*** Supplied records Section Begins ***

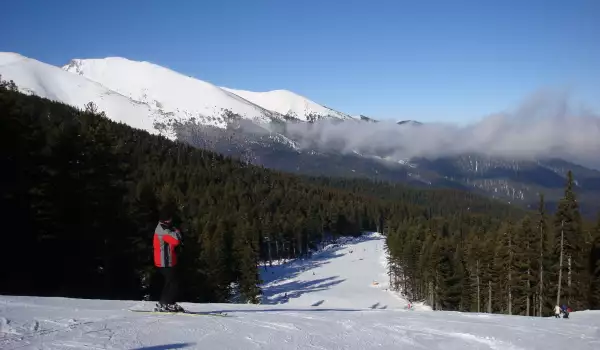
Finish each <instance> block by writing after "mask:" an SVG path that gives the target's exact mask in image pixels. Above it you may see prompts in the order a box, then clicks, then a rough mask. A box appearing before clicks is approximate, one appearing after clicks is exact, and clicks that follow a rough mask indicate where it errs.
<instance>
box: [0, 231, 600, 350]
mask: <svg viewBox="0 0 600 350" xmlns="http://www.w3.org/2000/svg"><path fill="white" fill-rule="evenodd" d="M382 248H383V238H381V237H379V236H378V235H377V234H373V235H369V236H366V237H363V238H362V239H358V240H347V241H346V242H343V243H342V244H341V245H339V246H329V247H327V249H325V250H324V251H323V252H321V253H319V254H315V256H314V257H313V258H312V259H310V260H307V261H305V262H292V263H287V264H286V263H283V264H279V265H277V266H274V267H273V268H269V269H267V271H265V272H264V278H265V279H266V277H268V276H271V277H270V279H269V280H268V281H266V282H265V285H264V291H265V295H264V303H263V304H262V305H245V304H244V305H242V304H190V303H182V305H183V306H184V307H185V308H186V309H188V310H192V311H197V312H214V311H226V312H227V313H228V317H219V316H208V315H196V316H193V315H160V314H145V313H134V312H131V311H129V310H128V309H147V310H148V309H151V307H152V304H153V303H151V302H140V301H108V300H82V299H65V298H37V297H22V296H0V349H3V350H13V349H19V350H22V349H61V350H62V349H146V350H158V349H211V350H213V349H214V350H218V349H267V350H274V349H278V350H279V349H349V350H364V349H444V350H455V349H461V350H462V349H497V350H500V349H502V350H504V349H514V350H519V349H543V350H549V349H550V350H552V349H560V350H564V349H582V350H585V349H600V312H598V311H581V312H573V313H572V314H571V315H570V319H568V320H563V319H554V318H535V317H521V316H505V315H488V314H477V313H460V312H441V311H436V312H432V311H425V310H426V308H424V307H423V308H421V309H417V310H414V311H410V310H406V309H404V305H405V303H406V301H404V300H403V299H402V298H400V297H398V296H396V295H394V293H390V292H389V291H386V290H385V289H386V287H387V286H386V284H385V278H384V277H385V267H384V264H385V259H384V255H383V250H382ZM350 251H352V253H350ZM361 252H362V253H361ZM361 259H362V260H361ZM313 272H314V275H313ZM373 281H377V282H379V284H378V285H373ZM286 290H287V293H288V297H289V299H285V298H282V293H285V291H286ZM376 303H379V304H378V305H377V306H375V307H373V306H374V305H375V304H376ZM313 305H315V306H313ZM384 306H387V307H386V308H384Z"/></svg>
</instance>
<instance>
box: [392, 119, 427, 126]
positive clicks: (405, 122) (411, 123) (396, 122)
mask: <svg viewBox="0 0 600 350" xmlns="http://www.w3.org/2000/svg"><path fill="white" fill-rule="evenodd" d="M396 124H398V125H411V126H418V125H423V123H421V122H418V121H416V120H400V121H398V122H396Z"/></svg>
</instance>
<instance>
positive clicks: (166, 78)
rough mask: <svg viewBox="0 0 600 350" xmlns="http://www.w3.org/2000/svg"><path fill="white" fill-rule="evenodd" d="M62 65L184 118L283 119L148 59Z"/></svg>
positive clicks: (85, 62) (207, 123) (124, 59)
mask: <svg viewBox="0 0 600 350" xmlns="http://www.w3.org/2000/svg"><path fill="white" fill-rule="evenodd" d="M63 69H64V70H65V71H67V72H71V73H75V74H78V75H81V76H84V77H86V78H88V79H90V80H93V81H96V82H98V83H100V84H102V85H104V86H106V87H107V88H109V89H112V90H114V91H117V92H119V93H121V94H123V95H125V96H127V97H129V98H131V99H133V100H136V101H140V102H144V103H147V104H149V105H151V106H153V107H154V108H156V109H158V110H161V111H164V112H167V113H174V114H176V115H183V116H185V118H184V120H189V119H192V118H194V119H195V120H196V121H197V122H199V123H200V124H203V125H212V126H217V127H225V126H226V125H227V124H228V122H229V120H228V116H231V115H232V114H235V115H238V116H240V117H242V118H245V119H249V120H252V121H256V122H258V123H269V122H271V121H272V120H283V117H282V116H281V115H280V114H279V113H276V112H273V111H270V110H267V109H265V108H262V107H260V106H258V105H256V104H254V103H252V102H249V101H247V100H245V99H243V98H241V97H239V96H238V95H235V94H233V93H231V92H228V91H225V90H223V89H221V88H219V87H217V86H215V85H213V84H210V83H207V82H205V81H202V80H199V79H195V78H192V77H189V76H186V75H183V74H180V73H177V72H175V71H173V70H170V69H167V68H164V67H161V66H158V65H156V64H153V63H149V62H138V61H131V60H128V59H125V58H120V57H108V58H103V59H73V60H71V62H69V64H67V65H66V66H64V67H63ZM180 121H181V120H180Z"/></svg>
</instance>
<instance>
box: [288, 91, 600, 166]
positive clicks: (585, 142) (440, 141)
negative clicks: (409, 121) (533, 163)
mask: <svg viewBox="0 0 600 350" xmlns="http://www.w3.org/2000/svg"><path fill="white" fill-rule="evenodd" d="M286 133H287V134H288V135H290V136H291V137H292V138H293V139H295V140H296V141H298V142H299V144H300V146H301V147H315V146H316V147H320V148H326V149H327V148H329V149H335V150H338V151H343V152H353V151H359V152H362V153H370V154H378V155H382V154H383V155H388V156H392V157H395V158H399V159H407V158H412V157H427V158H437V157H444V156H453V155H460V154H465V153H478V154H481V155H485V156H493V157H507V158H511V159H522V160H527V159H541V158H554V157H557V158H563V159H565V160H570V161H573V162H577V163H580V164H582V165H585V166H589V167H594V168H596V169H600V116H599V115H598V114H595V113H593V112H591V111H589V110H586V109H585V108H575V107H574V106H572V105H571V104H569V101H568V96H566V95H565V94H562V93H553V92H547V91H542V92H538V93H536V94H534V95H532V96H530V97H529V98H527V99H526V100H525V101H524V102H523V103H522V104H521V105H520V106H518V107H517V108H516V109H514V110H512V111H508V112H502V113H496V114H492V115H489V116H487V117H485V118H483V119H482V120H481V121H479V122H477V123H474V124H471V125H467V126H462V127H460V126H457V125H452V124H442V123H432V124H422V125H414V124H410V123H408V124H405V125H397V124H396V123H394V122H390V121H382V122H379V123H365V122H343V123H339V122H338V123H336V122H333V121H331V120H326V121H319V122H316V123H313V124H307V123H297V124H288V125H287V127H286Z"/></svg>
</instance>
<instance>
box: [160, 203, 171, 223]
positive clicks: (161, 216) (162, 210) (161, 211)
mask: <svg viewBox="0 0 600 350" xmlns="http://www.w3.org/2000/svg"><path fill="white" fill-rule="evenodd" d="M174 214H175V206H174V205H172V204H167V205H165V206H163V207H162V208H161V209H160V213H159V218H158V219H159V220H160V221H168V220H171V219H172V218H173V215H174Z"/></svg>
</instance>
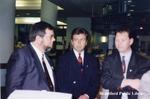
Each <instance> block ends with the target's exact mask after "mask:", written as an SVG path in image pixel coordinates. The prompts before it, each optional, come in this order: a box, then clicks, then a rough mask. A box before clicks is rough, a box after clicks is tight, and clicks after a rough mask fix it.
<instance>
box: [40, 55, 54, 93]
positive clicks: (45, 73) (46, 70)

*** Supplied records Section Ends ***

## Your task
Give back, exactly as written, the stretch from the line with "box: [288, 91, 600, 166]" through the line with "positive clicks: (585, 142) (440, 141)", and no other lines from the records above.

## Response below
box: [288, 91, 600, 166]
positive clicks: (585, 142) (440, 141)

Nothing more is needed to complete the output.